BEGIN RECORD EXCERPTS

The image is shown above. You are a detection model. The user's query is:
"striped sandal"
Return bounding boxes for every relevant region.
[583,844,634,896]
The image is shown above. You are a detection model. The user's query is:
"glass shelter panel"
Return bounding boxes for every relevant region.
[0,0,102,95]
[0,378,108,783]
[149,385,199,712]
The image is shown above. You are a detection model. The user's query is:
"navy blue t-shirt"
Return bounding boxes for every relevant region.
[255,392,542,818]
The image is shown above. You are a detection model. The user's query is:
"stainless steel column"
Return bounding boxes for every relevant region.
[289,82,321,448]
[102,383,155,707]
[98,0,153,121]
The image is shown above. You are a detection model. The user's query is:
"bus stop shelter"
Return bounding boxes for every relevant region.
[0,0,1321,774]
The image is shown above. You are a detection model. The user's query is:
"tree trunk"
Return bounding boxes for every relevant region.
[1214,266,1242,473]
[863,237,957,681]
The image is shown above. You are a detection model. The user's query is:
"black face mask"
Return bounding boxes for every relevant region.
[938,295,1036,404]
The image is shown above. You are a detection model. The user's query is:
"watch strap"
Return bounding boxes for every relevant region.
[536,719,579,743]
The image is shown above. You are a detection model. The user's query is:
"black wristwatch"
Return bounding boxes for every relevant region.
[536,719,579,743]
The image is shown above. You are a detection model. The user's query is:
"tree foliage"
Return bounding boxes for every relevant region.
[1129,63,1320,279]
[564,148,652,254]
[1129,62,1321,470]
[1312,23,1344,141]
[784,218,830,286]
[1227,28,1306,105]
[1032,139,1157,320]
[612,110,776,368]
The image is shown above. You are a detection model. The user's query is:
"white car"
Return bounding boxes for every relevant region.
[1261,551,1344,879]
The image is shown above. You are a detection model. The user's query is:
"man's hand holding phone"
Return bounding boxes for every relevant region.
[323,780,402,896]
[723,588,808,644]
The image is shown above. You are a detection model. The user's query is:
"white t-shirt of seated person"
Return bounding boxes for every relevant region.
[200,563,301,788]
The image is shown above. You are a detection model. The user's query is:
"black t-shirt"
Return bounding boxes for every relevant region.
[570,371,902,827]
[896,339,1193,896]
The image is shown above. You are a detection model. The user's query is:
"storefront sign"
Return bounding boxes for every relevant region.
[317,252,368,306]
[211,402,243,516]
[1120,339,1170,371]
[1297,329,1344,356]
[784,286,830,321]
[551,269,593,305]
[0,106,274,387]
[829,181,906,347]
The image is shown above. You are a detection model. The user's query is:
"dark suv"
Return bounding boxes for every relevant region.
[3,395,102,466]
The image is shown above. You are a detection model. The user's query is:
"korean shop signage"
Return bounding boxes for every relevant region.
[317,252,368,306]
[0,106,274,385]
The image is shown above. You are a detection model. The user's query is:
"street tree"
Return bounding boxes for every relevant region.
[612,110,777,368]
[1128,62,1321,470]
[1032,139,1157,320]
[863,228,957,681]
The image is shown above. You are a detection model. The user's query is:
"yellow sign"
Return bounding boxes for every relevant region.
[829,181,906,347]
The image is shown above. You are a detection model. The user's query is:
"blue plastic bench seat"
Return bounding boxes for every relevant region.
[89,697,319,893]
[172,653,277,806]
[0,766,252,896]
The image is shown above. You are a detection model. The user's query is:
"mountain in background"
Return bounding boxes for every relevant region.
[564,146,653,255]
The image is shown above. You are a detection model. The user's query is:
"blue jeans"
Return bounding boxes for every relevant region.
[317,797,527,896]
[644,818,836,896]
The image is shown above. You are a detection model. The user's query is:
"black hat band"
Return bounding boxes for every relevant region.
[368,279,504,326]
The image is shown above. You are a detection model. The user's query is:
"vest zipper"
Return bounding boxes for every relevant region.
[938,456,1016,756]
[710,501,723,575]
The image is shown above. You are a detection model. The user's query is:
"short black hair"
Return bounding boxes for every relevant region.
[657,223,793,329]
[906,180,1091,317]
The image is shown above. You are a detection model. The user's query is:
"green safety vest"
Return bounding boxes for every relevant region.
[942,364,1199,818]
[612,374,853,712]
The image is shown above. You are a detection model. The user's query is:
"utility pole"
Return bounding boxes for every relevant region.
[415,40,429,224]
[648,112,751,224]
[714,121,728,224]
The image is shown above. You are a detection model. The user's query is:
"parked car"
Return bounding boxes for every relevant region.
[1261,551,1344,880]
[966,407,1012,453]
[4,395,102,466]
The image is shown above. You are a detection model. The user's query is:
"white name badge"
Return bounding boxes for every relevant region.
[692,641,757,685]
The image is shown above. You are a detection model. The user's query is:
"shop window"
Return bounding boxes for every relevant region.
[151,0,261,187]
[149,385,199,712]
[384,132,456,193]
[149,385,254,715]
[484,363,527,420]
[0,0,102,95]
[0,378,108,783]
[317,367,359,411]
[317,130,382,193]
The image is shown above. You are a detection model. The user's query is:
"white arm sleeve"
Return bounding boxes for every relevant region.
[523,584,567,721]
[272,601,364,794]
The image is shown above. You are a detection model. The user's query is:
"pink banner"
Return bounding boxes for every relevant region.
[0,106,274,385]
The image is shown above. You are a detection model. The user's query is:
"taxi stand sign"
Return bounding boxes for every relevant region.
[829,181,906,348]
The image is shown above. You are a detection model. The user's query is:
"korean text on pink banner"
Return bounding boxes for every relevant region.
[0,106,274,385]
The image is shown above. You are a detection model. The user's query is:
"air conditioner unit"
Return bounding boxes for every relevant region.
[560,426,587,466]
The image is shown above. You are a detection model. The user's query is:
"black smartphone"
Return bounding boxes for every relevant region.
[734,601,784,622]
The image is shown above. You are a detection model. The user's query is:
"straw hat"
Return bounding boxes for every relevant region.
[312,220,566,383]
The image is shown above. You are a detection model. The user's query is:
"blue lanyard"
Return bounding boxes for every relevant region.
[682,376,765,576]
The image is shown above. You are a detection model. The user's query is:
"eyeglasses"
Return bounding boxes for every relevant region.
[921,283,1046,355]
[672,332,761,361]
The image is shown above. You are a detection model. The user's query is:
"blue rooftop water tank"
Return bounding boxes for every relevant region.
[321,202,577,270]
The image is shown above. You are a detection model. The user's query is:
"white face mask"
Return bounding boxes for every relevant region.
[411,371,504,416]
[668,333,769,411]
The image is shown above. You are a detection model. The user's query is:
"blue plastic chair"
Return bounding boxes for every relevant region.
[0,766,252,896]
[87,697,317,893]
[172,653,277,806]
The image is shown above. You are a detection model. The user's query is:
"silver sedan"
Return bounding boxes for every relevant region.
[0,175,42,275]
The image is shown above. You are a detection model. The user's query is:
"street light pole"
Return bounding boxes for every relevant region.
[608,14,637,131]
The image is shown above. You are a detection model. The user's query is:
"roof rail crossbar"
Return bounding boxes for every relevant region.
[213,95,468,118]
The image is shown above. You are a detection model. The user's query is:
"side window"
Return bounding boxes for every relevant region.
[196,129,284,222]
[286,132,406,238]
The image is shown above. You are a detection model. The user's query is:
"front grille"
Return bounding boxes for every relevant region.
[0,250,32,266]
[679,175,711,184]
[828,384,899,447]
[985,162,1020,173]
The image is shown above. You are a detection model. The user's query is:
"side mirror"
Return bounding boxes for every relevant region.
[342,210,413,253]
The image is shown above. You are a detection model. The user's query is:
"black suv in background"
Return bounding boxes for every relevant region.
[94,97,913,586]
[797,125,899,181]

END RECORD EXCERPTS

> _PROBLEM TO WORK ON_
Format all the records above as a JSON list of strings with one string for each line, and leave out any blank lines.

> _ANSWER FOR THIS EXERCISE_
[
  "The image is shown above. You are a detection model. The user's query is:",
  "\"striped sandal\"",
  "Return bounding boxes for every relevant region.",
  "[583,844,634,896]",
  "The image is shown above. You are a detection model. The user's query is:",
  "\"glass shelter panel\"",
  "Return bounding boxes for every relevant region.",
  "[0,0,102,95]",
  "[0,378,108,783]",
  "[149,385,199,712]",
  "The image is shown above. You are a detection model. The user's query is:",
  "\"navy blue t-shirt\"",
  "Return bounding boxes for every relevant region.",
  "[255,392,542,818]",
  "The image is shown above. You are a detection model. The user's query is:",
  "\"stainless steel column\"",
  "Return bounding boxes for every relevant region.",
  "[289,82,321,448]",
  "[102,383,155,707]",
  "[98,0,153,121]",
  "The image is shown above. You are a detection model. The user's query is:",
  "\"bus stop shelter\"",
  "Return bounding boxes for every relevant region.",
  "[0,0,1321,774]",
  "The image is shown above. You are a detection model. The user's query is:",
  "\"tree trunk\"",
  "Return bounding boxes for every relevant region.",
  "[1214,266,1242,473]",
  "[863,237,957,681]",
  "The image is shown above. You are a detection model. The user's query is:",
  "\"black face mask\"",
  "Return bounding boxes for every relevant region.",
  "[938,295,1036,404]",
  "The image is shown above. You are a detection model. The user's query is:",
  "\"watch strap\"",
  "Return bounding boxes for every relevant region.",
  "[536,719,579,743]",
  "The image is shown above. You are a detection model. The user's query is:",
  "\"black wristwatch\"",
  "Return bounding boxes for every relevant region.",
  "[536,719,579,743]",
  "The image is shown above. You are a detection model. The user's query is:",
  "\"tree foliage\"",
  "Return bounding boxes for every relevant region.",
  "[1129,63,1320,279]",
  "[564,148,652,254]",
  "[1129,62,1321,470]",
  "[1312,23,1344,141]",
  "[784,218,830,286]",
  "[1227,28,1306,105]",
  "[1032,139,1157,320]",
  "[612,110,776,368]",
  "The image is shown above. You are a detection model. The user's query is:",
  "\"white car\"",
  "Return bounding boxes for every relevant region.",
  "[1261,551,1344,879]",
  "The image is shown above. You are a detection model. The user's query is:",
  "\"man's hand holding phone\"",
  "Return bounding boxes for every relevant region.",
  "[323,780,402,896]",
  "[723,588,808,644]",
  "The image is shown above. You are a detection model. The user's query is:",
  "\"white t-shirt of seated person\"",
  "Return bounding boxes for every relevant region.",
  "[200,563,301,788]",
  "The image is shown above. You are a detection model. The user's query is:",
  "\"black t-shirt\"",
  "Return bounding boxes for every relevant region.",
  "[570,371,902,827]",
  "[896,339,1193,896]",
  "The image is shown above. You are a detection model. The user's query is:",
  "\"storefront sign\"",
  "Return bounding boxes for every relevant region.",
  "[317,252,368,306]",
  "[211,402,243,516]",
  "[1120,339,1170,371]",
  "[1297,329,1344,356]",
  "[784,286,830,321]",
  "[551,269,593,305]",
  "[0,106,274,387]",
  "[829,181,906,347]",
  "The image is shown above. You are a detection model. The user's query is:",
  "\"dark suv\"",
  "Return bounding boxes for every relevant region.",
  "[3,395,102,466]",
  "The image is shown above. You are a detection model. The user's query is:",
  "\"korean shop signage\"",
  "Return bounding boxes for every relevant region.",
  "[317,252,368,306]",
  "[0,106,274,385]",
  "The image is shown above. You are a detection model. The user's query is:",
  "\"street tree\"",
  "Return bounding boxes for every relevant region.",
  "[612,110,777,368]",
  "[1128,62,1321,470]",
  "[1032,139,1157,320]",
  "[863,228,957,681]",
  "The image is shown above. You are a detection model. The user's query is:",
  "\"yellow sign\"",
  "Return bounding boxes for every relevant region.",
  "[829,181,906,347]",
  "The image is shown above. You are a detection model. The user's query is:",
  "\"blue plastic bench seat\"",
  "Return bounding boxes for every relevant region.",
  "[89,697,319,893]",
  "[172,653,277,806]",
  "[0,766,252,896]",
  "The image is shown above. You are a detection model. The user's query is:",
  "\"mountain in background\"",
  "Return bounding boxes for every relevant region.",
  "[564,146,653,255]",
  "The image is shown above. You are a detection model. The user's query is:",
  "\"blue jeans\"",
  "Return bounding boxes for every relevant region.",
  "[317,797,527,896]",
  "[644,818,836,896]",
  "The image is shown above. You are a detection model. The user's query is:",
  "\"black hat band\"",
  "Return bounding boxes for every relevant region.",
  "[368,279,504,326]",
  "The image is shown above. You are a detection model. The user's query is:",
  "\"vest zipper\"",
  "Return bounding boxes for every relevant region.",
  "[938,456,1016,756]",
  "[710,501,723,575]",
  "The image is shown above. You are a detection model. The user's query is:",
  "\"short black hair\"",
  "Return bounding boxes for every relevant region.",
  "[657,223,793,329]",
  "[906,180,1091,317]",
  "The image is shown above. You are a detection model. The user's query is:",
  "\"green safety vest\"",
  "Return bounding boxes for every relevant region.",
  "[942,364,1199,818]",
  "[612,374,853,712]",
  "The image is shown above. You are a detection model. The user's query is:",
  "\"utility pole\"",
  "Return bounding boxes for every relevant region.",
  "[415,40,429,224]",
  "[648,112,751,224]",
  "[714,121,728,224]",
  "The image is shown above. You are a detection model. The user's query is:",
  "\"parked car\"",
  "Return bounding boxes for every relevant region.",
  "[1261,551,1344,880]",
  "[966,407,1012,453]",
  "[4,395,102,466]",
  "The image is shown above. You are a detection model. The user's query is:",
  "\"white name badge\"",
  "Return bounding boxes for every relevant region.",
  "[692,641,757,685]",
  "The image is shown above. You are a detection model. The user's query is:",
  "\"shop window\"",
  "Return bounding boxes for every relevant region.",
  "[151,0,261,187]",
  "[149,385,199,712]",
  "[384,132,456,193]",
  "[149,385,254,715]",
  "[484,363,527,420]",
  "[0,0,102,95]",
  "[0,378,108,783]",
  "[317,367,359,411]",
  "[317,130,382,193]",
  "The image is shown above. You are a detection model. The user's query is:",
  "\"white arm sleeve\"",
  "Return bounding boxes for every relevant region.",
  "[523,584,567,721]",
  "[272,601,364,794]",
  "The image is shown above. You are a detection model. The user's query is:",
  "\"pink banner\"",
  "Return bounding boxes for every relevant region.",
  "[0,106,274,385]",
  "The image is shown above. You are a detection model. The user's query is:",
  "\"taxi stand sign\"",
  "Return bounding boxes for every relevant region.",
  "[829,181,906,348]",
  "The image is shown above. You are a detection model. The user's query is:",
  "\"korean text on pink banner\"",
  "Return bounding boxes for every relevant region.",
  "[0,106,274,385]",
  "The image is shown above. You are a detection model. The user's query is:",
  "\"air conditioner unit\"",
  "Return bounding boxes for every relevant region.",
  "[560,426,587,466]",
  "The image is shown above. You are a detection model. The user's query is:",
  "\"black smartphone\"",
  "Return bounding boxes for every relevant region.",
  "[734,601,784,622]",
  "The image is shown above. You are a detection model. The user's query is:",
  "\"straw hat\"",
  "Return bounding boxes for every relevant region.",
  "[312,220,566,383]",
  "The image is shown above. You are a detection model. The user's query is:",
  "\"blue lanyard\"",
  "Return bounding boxes for every relevant region.",
  "[682,376,765,576]",
  "The image is shown above. You are a detection model. The user's query is:",
  "\"eyeglasses\"",
  "Return bounding boxes for every relevant region.",
  "[921,283,1046,355]",
  "[672,332,761,361]",
  "The image is shown above. You are a detection model. The user's query is:",
  "\"blue rooftop water tank\"",
  "Return bounding boxes for every relevant region.",
  "[321,202,577,270]",
  "The image is shown above. You are a detection model. The user's query is:",
  "\"white face mask\"",
  "Return bounding boxes for every relevant region.",
  "[411,371,504,416]",
  "[668,333,769,411]",
  "The image is shown above. You are a detection model. The user's query is:",
  "\"blue plastic chair\"",
  "Return bounding boxes for every relevant region.",
  "[0,766,252,896]",
  "[87,697,317,893]",
  "[172,653,277,806]",
  "The image is shown above. You are a detection model. The user's query is:",
  "\"silver sedan\"",
  "Return bounding boxes for every relevant region.",
  "[0,175,42,275]",
  "The image is shown above. You are a detection model. The user's query is:",
  "\"street light pole\"",
  "Return bounding boxes for every relevant region.",
  "[608,14,637,131]",
  "The image is shown above. You are a detection model. The user's query is:",
  "\"roof rail crossbar\"",
  "Return bounding boxes for every relevant region.",
  "[213,95,468,118]",
  "The image is shown above. You are a detection model. The user's query is:",
  "\"side window\"",
  "Return bounding boxes for every relevant region.",
  "[196,129,284,222]",
  "[286,132,406,238]",
  "The image is shown above. You are a detection model. The user's query is:",
  "\"front grille\"",
  "Return bounding boxes for every relevant region.",
  "[0,250,32,266]",
  "[679,175,711,184]",
  "[828,384,899,447]",
  "[985,162,1020,173]",
  "The image is shown above. You are a detection model. The user's query is:",
  "\"side mirror\"",
  "Return bounding boxes for every relevant region.",
  "[342,210,413,253]",
  "The image is shown above. You are a detection model. The user's query is:",
  "\"black suv in background\"",
  "Return bounding boxes for every relevant region.",
  "[94,97,913,586]",
  "[797,125,899,181]"
]